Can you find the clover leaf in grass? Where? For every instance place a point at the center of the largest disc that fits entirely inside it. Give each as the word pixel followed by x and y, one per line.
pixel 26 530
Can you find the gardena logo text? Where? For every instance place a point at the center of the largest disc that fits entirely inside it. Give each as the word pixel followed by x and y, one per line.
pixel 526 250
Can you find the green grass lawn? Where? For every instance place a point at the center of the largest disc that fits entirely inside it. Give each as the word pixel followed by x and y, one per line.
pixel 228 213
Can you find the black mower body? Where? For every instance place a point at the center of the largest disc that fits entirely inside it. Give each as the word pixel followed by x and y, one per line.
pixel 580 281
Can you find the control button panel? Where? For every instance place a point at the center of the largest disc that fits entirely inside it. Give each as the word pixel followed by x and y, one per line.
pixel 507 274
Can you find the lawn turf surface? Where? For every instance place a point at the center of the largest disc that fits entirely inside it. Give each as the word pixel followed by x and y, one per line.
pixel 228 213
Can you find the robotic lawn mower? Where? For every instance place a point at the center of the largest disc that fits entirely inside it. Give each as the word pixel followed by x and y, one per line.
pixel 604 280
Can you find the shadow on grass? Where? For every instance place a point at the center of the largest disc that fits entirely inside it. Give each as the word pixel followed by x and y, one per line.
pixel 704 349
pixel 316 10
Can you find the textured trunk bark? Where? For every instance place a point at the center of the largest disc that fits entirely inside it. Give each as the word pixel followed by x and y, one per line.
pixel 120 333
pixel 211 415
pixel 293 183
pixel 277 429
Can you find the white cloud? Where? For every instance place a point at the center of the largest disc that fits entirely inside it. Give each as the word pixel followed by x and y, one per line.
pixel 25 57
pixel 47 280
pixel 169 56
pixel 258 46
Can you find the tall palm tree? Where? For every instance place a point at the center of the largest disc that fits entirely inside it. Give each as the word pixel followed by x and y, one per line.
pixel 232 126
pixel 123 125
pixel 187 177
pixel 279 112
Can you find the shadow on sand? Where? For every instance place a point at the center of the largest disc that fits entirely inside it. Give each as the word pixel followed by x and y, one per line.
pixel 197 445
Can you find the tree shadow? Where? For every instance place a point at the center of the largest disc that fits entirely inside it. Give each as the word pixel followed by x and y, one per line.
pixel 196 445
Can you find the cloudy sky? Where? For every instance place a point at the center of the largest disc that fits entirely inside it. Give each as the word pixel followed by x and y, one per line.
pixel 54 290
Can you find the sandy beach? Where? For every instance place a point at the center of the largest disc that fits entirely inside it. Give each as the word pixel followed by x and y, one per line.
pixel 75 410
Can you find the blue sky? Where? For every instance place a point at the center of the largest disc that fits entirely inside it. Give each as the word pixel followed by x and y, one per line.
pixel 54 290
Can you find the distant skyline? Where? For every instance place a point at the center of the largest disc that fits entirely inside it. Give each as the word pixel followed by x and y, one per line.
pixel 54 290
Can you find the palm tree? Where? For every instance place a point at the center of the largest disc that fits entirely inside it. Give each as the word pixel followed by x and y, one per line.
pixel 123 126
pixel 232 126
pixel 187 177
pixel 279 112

....................

Each line of the data is to be transcribed exactly.

Can you find the clover leaf in grass? Where? For every instance place a point at the center of the largest disc that fits entirely inside it. Give each as the word pixel followed by x and y, one per line.
pixel 26 530
Can you find the gardena logo text? Where? For every instance place a point at the center of the largest disc that fits entirely inside it. Give each as the word pixel followed by x and y, one per line.
pixel 526 250
Can you find the green grass lawn? Where? For every instance place a point at the center of the largest disc that fits entirely inside it. Give each as the word pixel followed by x and y, one per line.
pixel 228 213
Can you find the black mower body? Where? For every instance place a point at the center of the largest disc that fits entirely inside it. Give each as the word pixel followed by x and y, one per line.
pixel 580 281
Can you find the control button panel? Where? For every instance place a point at the center of the largest disc that fits entirely inside it. Give each as the word pixel followed by x and y, one per line.
pixel 507 274
Can you find the lawn turf surface? Where? For every instance place a point at the center of the largest disc that fits entirely inside it. Give each as the word pixel followed by x and y, one per line.
pixel 228 213
Can you find the robotic lawn mower? Where? For every instance place a point at the center of the largest disc that fits entirely inside it. Give each as the word pixel followed by x and y, one per line.
pixel 604 280
Can you find the shadow on grass? Where? For every instance place a point at the center of the largest disc that fits entirely inside it. Give each as the word pixel followed by x and y, one per line.
pixel 704 349
pixel 316 10
Can you find the textured trunk bark? Where? For every instance place a point at the center of the largest disc that fits entirely inside it. Give each as the word pixel followed by x and y, one per line.
pixel 120 333
pixel 211 415
pixel 293 183
pixel 277 429
Can you find the white cloud? Where? For every instance place a point at the center of the largest disc that fits entirely inside it. Give each as the word pixel followed by x and y, one per line.
pixel 25 57
pixel 47 280
pixel 169 56
pixel 258 46
Can you find the tall palm tree? Where? For every instance place a point at the center of the largest disc that fits entirely inside it. Give each as the word pixel followed by x and y, one per line.
pixel 232 126
pixel 123 125
pixel 187 177
pixel 279 112
Can you find the shadow on sand? Where? For every instance place a point at the center of the largest disc that fits entirely inside it. Give each as the word pixel followed by x and y, one per line.
pixel 197 445
Can you find the tree shadow? Where? For every instance place a point at the center of the largest disc that fits entirely inside it. Give each as the word pixel followed by x and y, one per line.
pixel 196 445
Can you find the cloudy sky? Where? For every instance place a point at the center of the largest disc that fits entirely inside it. Give each as the word pixel followed by x and y, one per line.
pixel 54 290
Can you find the sandy beach? Where? For every instance place a point at the center of the largest disc that fits entirely inside it. Give each as the word pixel followed by x and y, one per line.
pixel 75 410
Can you find the blue sky? Where? For every instance place a point at the center of the largest disc that fits entirely inside it. Give each as the word pixel followed by x and y, one per line.
pixel 54 290
Can you find the distant skyline? Where? For every instance place a point at the center of the largest disc that fits entirely inside it. Give each as the word pixel followed by x and y, one per line.
pixel 54 290
Can you find the palm tree? Where? For every instance place a point at the center of the largest disc that fits entirely inside it. Give each as the word pixel followed by x and y, one per line.
pixel 123 126
pixel 232 126
pixel 187 177
pixel 279 112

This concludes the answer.